Return each line in the records below that contains the word "black".

::: THE RECORDS

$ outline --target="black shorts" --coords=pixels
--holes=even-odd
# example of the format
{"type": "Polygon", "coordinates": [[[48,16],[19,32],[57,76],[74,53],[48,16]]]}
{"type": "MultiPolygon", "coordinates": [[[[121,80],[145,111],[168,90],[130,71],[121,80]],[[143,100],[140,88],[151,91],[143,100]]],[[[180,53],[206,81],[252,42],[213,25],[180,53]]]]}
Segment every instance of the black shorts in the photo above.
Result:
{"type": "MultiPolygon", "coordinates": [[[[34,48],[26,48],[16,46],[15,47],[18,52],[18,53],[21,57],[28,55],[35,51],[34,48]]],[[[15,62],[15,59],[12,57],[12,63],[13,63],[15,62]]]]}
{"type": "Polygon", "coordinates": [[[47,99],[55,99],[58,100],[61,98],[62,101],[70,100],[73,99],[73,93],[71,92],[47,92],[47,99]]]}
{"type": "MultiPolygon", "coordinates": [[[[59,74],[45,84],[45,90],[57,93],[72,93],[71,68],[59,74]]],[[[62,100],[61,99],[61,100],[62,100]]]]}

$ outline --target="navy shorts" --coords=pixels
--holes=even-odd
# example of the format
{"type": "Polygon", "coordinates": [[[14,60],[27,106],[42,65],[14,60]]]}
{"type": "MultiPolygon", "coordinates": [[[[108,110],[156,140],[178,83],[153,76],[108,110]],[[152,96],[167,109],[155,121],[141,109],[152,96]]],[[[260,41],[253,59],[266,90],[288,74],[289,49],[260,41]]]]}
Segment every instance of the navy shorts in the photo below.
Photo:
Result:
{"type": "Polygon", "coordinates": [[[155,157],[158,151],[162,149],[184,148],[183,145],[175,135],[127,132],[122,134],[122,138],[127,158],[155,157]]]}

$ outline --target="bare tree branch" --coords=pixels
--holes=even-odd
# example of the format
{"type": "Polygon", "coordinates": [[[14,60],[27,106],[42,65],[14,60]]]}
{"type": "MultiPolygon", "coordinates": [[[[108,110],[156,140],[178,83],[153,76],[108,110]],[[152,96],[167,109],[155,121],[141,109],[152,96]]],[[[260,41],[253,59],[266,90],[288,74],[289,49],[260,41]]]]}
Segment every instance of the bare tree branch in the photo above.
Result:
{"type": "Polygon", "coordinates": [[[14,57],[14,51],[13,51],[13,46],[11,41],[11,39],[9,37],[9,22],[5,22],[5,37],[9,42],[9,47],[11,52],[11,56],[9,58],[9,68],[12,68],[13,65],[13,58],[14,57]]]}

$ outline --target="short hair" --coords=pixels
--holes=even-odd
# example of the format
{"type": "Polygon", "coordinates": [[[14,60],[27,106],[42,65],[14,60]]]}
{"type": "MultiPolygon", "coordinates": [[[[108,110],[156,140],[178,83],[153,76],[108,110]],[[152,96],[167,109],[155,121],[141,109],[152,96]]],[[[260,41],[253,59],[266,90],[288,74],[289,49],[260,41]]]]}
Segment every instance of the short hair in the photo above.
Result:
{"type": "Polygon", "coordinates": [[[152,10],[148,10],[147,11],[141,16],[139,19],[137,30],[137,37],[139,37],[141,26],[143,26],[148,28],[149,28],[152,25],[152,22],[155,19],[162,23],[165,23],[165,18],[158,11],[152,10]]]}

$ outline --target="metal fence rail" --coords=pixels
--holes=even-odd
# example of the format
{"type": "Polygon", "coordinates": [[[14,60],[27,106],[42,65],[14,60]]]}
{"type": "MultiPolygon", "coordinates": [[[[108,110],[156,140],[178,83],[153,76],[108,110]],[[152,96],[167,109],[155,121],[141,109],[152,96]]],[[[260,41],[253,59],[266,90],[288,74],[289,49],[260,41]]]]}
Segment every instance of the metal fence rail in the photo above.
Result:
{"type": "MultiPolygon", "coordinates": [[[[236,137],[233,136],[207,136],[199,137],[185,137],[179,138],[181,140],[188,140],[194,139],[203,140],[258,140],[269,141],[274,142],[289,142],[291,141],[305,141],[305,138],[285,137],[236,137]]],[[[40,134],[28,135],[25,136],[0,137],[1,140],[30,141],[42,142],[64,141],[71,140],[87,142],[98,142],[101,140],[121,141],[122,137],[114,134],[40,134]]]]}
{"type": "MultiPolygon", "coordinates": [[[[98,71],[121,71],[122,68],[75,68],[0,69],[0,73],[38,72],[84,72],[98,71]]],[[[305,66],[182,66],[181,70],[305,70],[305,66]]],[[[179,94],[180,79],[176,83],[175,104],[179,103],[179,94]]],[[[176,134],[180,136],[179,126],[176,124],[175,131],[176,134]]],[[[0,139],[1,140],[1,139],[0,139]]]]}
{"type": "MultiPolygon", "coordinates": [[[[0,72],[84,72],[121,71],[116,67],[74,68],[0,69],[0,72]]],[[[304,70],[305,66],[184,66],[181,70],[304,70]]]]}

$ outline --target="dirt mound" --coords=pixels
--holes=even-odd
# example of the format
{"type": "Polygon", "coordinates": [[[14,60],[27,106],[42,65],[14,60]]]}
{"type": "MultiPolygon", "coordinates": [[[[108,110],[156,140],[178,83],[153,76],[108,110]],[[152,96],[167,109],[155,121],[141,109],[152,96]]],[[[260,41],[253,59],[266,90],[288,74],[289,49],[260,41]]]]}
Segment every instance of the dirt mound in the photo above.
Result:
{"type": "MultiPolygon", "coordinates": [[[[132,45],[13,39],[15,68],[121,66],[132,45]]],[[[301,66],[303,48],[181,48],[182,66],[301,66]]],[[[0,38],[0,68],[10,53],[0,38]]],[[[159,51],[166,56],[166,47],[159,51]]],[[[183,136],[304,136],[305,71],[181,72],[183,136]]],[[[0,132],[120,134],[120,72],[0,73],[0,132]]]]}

::::::

RESPONSE ->
$ outline --target="black shorts" --coords=pixels
Segment every instance of the black shorts in the photo above.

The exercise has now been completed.